Reproduce the Jeudiel Condado profile starting at the words "- Beauty pageant" and stopping after "where was unplaced.". Rename "Mister Supranational" to "Mr. Supranational" wherever it appears.

**** Provided text ****

- Born: Jeudiel Enrique Condado Grimán May 11, 1990 (age 35) San Antonio de Los Altos, Miranda, Venezuela
- Occupations: Model; Photographer;
- Height: 1.86 m (6 ft 1 in)
- Beauty pageant titleholder
- Title: Mister Supranational Venezuela 2018
- Hair color: Black
- Eye color: Brown
- Major competition(s): Mister Universo Venezuela 2014 (1st Runner-Up) Mister Supranational 2018 (Unplaced)

= Jeudiel Condado =

Venezuelan model and male beauty pageant titleholder

Jeudiel Enrique Condado Grimán (born May 11 1990) is a Venezuelan business administrator, model and male beauty pageant titleholder. He was Mister Supranational Venezuela 2018 and represented Venezuela at Mister Supranational 2018 where was unplaced.

== Life and career ==

=== Early life ===
Condado was born in San Antonio de Los Altos, Miranda, Venezuela. He obtained a degree in Business Administration and Economics from the Doctor Federico Rivero Palacio University Institute of Technology and a diploma in Quality Management from the Andrés Bello Catholic University. Jeudiel is also a model and photographer, and has stood out for his advertising work in the field of fashion.

=== Pageantry ===

====Mister Universe Venezuela 2014====
Condado's first foray into beauty pageants was by participating in the Mister Universo Venezuela. On that occasion, Jeudiel represented the Miranda state.

The final night of Mister Universo Venezuela 2014 was held on November 4, 2014, at the Teatro Principal de la Hermandad Gallega in Caracas, with Jeudiel finishing in second place, obtaining the title of Mister Universo World Venezuela 2014; while the winner was Christian Nunes.

====Mister Venezuela 2015====
Jeudiel participated in Mister Venezuela 2015, an event held on May 23, 2015, at the Venevisión studios in Caracas. In that edition the candidates were assigned numbers instead of state bands; Condado was assigned #3.

**** Entries shown ****

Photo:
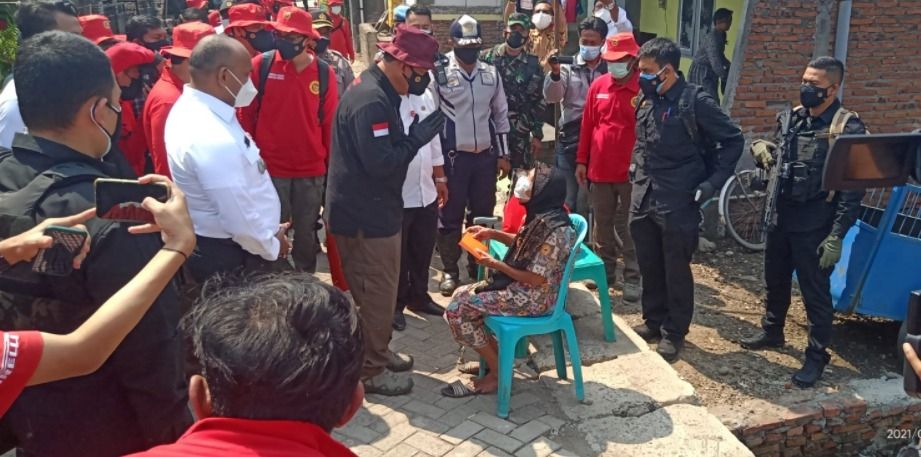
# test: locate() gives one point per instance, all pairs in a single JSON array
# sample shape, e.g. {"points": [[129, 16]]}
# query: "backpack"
{"points": [[25, 301], [266, 66]]}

****

Response to the exercise
- Beauty pageant titleholder
- Title: Mr. Supranational Venezuela 2018
- Hair color: Black
- Eye color: Brown
- Major competition(s): Mister Universo Venezuela 2014 (1st Runner-Up) Mr. Supranational 2018 (Unplaced)

= Jeudiel Condado =

Venezuelan model and male beauty pageant titleholder

Jeudiel Enrique Condado Grimán (born May 11 1990) is a Venezuelan business administrator, model and male beauty pageant titleholder. He was Mr. Supranational Venezuela 2018 and represented Venezuela at Mr. Supranational 2018 where was unplaced.